● Written instruction:
Give the records below as a two-column CSV with the header record_text,answer and one row per record. Place each record's text and its answer in separate quoted fields with line breaks replaced by spaces, and omit the pictures.

● Supplied information:

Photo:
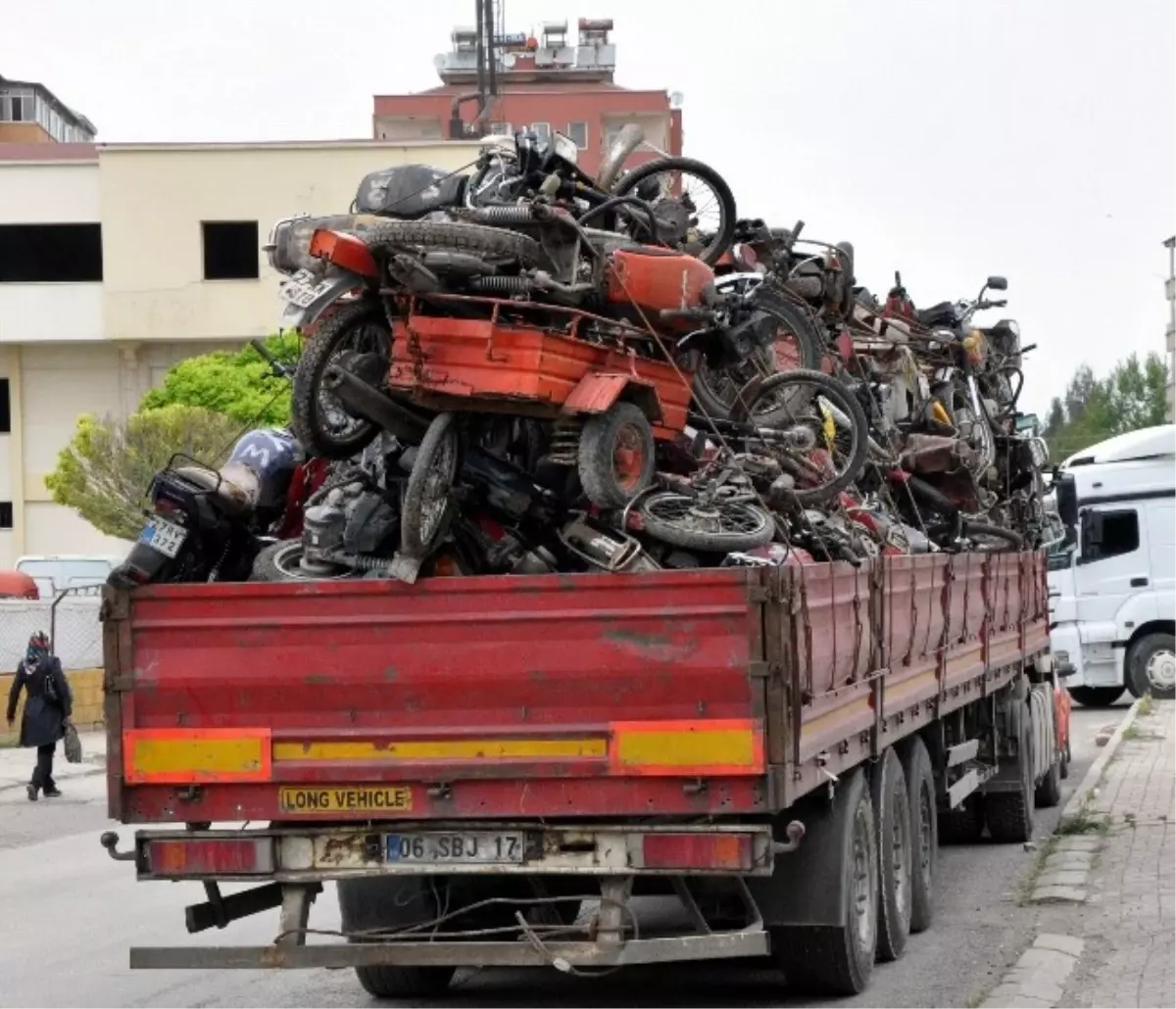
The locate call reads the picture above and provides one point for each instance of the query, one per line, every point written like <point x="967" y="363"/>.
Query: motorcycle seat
<point x="236" y="488"/>
<point x="942" y="314"/>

● Final result:
record_text,answer
"Photo: The locate call reads the picture above and provides one point for each instance of the query, one per line, every point written like <point x=""967"" y=""363""/>. Query: motorcycle seat","<point x=""236"" y=""488""/> <point x=""942"" y=""314""/>"